## Work to be completed
Gather every line in the entries below that contains the string "like", matching its case exactly.

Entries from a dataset
________

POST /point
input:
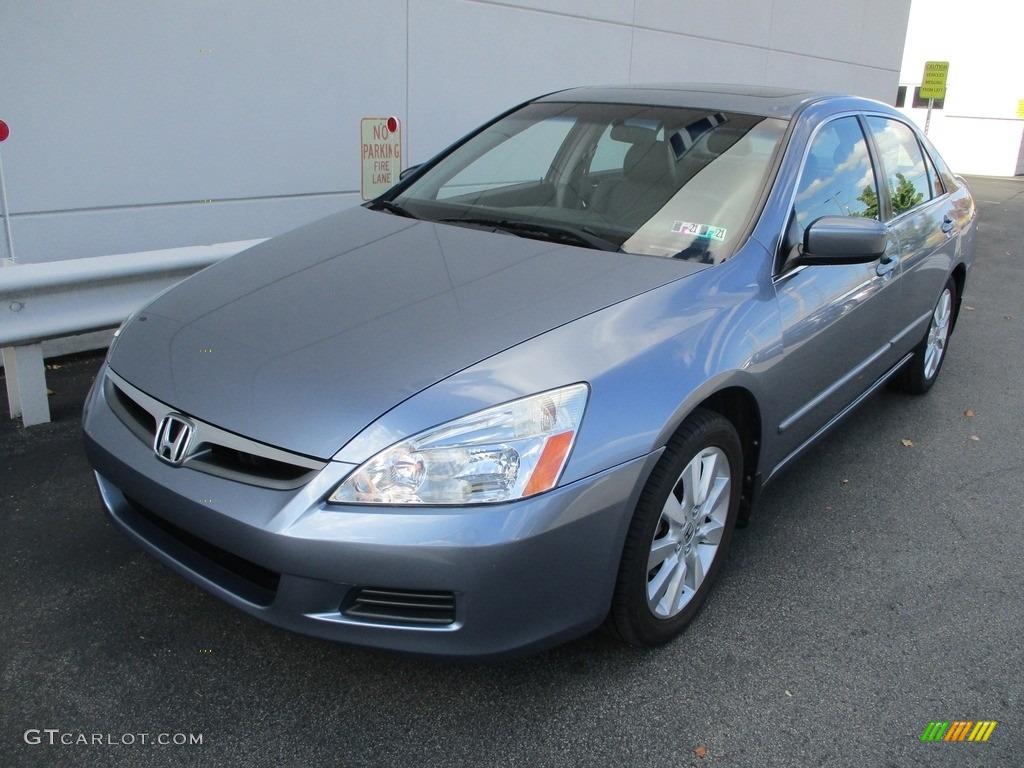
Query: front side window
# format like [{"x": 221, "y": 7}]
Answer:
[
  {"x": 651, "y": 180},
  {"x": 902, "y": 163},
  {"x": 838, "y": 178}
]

________

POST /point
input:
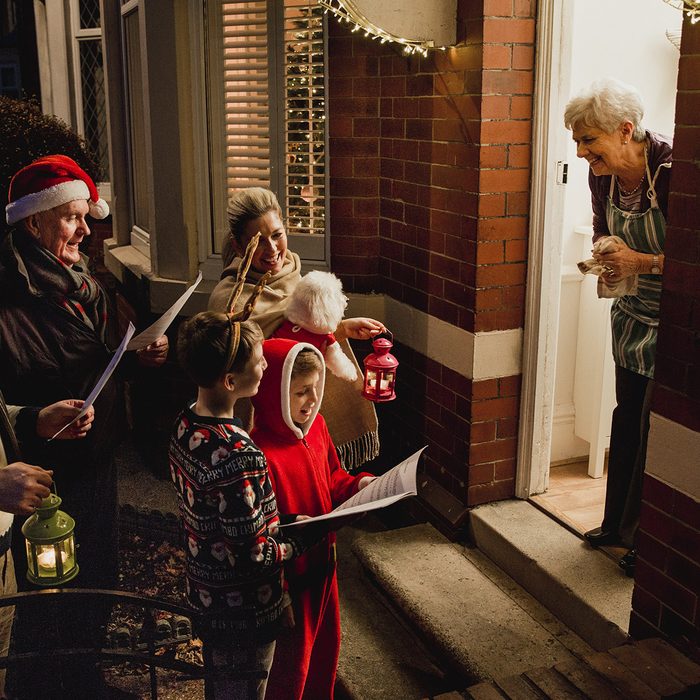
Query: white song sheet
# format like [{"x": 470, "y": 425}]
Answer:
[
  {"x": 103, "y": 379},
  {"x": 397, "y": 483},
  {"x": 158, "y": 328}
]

________

## Result
# format like [{"x": 221, "y": 7}]
# format like [{"x": 470, "y": 425}]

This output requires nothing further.